== LISTED RECORDS
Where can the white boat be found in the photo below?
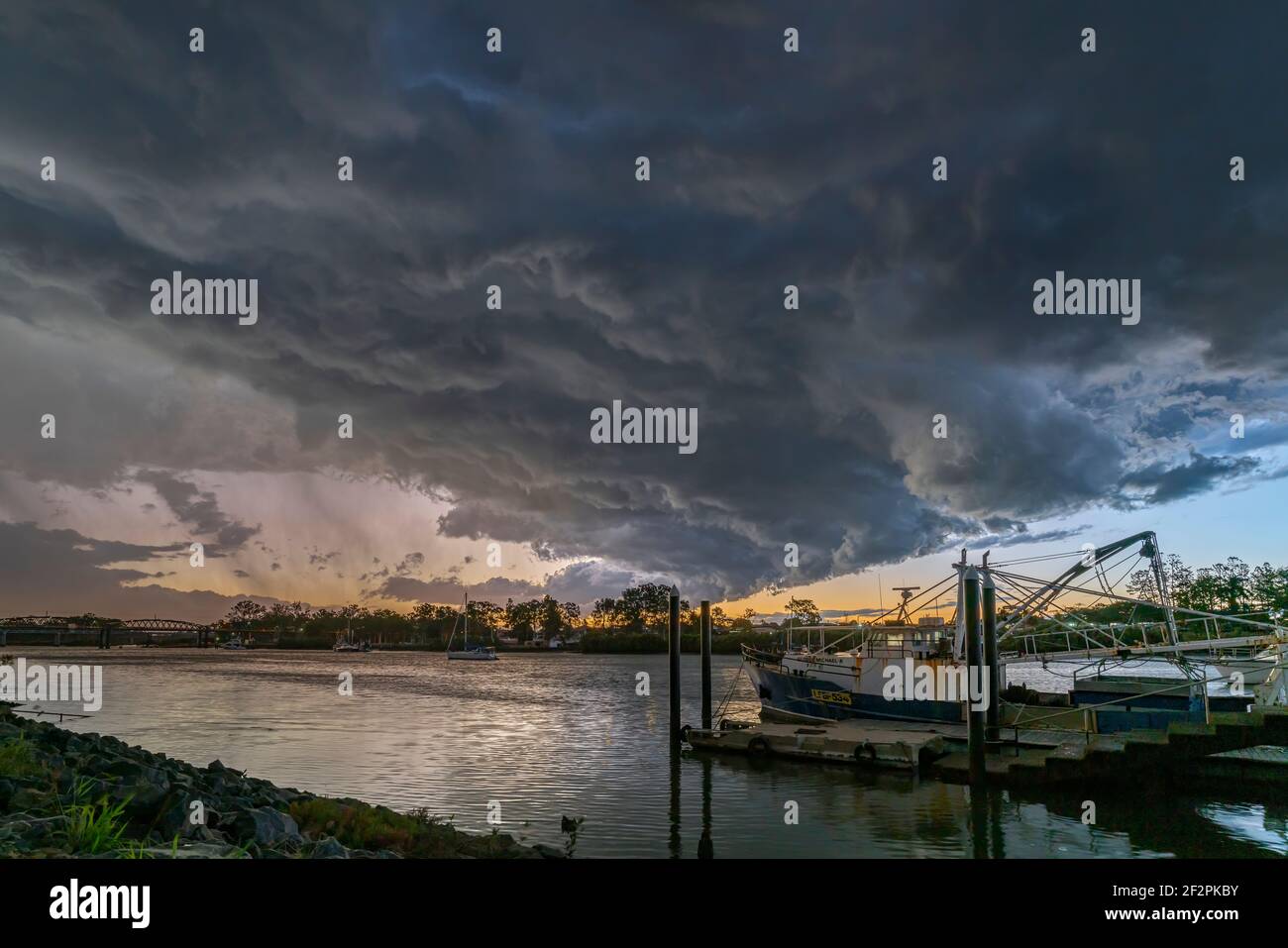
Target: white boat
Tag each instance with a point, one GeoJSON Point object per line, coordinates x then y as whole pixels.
{"type": "Point", "coordinates": [465, 653]}
{"type": "Point", "coordinates": [1254, 669]}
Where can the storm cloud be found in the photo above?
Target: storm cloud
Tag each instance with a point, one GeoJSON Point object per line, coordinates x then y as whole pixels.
{"type": "Point", "coordinates": [768, 168]}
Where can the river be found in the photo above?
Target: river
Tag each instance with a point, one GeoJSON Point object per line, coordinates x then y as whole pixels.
{"type": "Point", "coordinates": [540, 737]}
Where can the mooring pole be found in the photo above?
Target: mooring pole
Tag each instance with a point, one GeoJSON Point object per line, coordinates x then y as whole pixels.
{"type": "Point", "coordinates": [991, 661]}
{"type": "Point", "coordinates": [974, 673]}
{"type": "Point", "coordinates": [706, 664]}
{"type": "Point", "coordinates": [673, 640]}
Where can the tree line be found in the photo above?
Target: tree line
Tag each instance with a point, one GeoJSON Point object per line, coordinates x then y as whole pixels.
{"type": "Point", "coordinates": [1231, 586]}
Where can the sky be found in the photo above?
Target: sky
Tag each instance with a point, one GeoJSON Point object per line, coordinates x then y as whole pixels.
{"type": "Point", "coordinates": [472, 462]}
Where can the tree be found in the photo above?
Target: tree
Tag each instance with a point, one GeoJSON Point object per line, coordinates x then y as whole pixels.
{"type": "Point", "coordinates": [244, 613]}
{"type": "Point", "coordinates": [804, 612]}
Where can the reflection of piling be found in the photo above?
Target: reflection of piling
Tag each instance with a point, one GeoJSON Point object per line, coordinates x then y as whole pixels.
{"type": "Point", "coordinates": [979, 820]}
{"type": "Point", "coordinates": [991, 662]}
{"type": "Point", "coordinates": [974, 672]}
{"type": "Point", "coordinates": [673, 642]}
{"type": "Point", "coordinates": [706, 848]}
{"type": "Point", "coordinates": [706, 664]}
{"type": "Point", "coordinates": [674, 810]}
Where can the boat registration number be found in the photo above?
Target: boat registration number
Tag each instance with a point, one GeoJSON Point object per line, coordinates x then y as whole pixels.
{"type": "Point", "coordinates": [829, 697]}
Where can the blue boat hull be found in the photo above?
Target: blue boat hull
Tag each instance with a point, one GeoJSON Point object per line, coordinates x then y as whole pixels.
{"type": "Point", "coordinates": [803, 697]}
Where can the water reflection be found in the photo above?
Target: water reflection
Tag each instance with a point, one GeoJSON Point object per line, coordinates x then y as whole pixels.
{"type": "Point", "coordinates": [568, 734]}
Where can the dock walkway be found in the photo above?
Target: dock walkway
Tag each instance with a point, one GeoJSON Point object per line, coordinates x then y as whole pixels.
{"type": "Point", "coordinates": [1031, 756]}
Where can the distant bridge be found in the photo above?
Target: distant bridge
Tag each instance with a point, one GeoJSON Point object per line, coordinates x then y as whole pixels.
{"type": "Point", "coordinates": [58, 626]}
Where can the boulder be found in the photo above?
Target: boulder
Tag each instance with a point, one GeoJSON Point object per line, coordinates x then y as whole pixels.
{"type": "Point", "coordinates": [266, 827]}
{"type": "Point", "coordinates": [329, 848]}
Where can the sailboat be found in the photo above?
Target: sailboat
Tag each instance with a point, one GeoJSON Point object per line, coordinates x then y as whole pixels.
{"type": "Point", "coordinates": [348, 644]}
{"type": "Point", "coordinates": [478, 653]}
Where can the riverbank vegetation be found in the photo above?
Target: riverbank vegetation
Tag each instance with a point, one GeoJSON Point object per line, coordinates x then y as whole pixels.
{"type": "Point", "coordinates": [64, 793]}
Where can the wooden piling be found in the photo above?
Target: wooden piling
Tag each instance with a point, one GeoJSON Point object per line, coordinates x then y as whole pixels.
{"type": "Point", "coordinates": [673, 642]}
{"type": "Point", "coordinates": [974, 668]}
{"type": "Point", "coordinates": [706, 664]}
{"type": "Point", "coordinates": [991, 662]}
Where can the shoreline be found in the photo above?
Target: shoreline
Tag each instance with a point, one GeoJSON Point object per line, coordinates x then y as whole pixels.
{"type": "Point", "coordinates": [65, 793]}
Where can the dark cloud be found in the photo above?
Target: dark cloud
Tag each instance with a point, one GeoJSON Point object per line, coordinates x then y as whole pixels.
{"type": "Point", "coordinates": [1160, 483]}
{"type": "Point", "coordinates": [200, 510]}
{"type": "Point", "coordinates": [768, 168]}
{"type": "Point", "coordinates": [64, 572]}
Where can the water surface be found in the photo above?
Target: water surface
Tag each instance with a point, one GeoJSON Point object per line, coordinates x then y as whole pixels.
{"type": "Point", "coordinates": [567, 734]}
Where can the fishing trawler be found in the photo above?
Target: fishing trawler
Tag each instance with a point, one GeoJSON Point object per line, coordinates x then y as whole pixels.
{"type": "Point", "coordinates": [822, 685]}
{"type": "Point", "coordinates": [913, 668]}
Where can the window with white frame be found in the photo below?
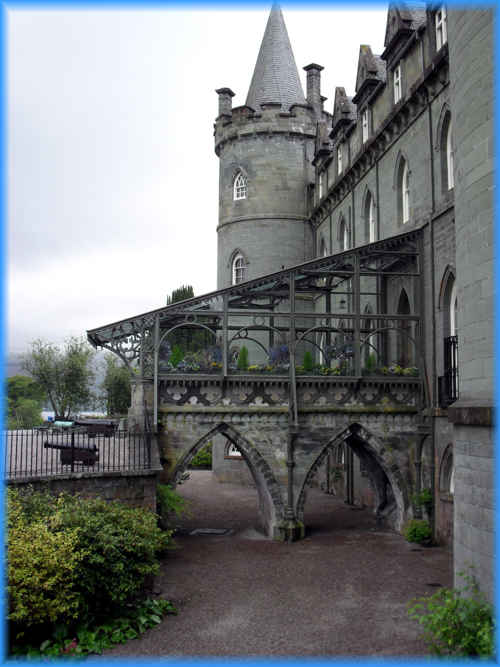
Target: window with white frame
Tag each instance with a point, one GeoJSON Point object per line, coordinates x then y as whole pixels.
{"type": "Point", "coordinates": [238, 269]}
{"type": "Point", "coordinates": [370, 218]}
{"type": "Point", "coordinates": [441, 31]}
{"type": "Point", "coordinates": [449, 158]}
{"type": "Point", "coordinates": [405, 193]}
{"type": "Point", "coordinates": [322, 184]}
{"type": "Point", "coordinates": [344, 235]}
{"type": "Point", "coordinates": [239, 187]}
{"type": "Point", "coordinates": [364, 126]}
{"type": "Point", "coordinates": [397, 84]}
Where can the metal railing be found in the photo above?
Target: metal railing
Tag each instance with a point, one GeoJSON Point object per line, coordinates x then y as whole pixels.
{"type": "Point", "coordinates": [57, 451]}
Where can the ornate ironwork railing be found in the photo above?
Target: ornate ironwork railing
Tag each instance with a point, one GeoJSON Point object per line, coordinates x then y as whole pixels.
{"type": "Point", "coordinates": [55, 452]}
{"type": "Point", "coordinates": [333, 317]}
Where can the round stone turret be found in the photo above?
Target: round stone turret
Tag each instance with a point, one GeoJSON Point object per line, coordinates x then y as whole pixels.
{"type": "Point", "coordinates": [265, 150]}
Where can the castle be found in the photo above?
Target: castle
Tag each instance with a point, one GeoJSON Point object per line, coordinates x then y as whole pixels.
{"type": "Point", "coordinates": [382, 212]}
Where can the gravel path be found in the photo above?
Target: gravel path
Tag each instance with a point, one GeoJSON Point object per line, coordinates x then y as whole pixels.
{"type": "Point", "coordinates": [342, 591]}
====
Search the data for "sailboat". Copy every matching line.

#### REPLY
Where can the sailboat be found in the photo above?
Target: sailboat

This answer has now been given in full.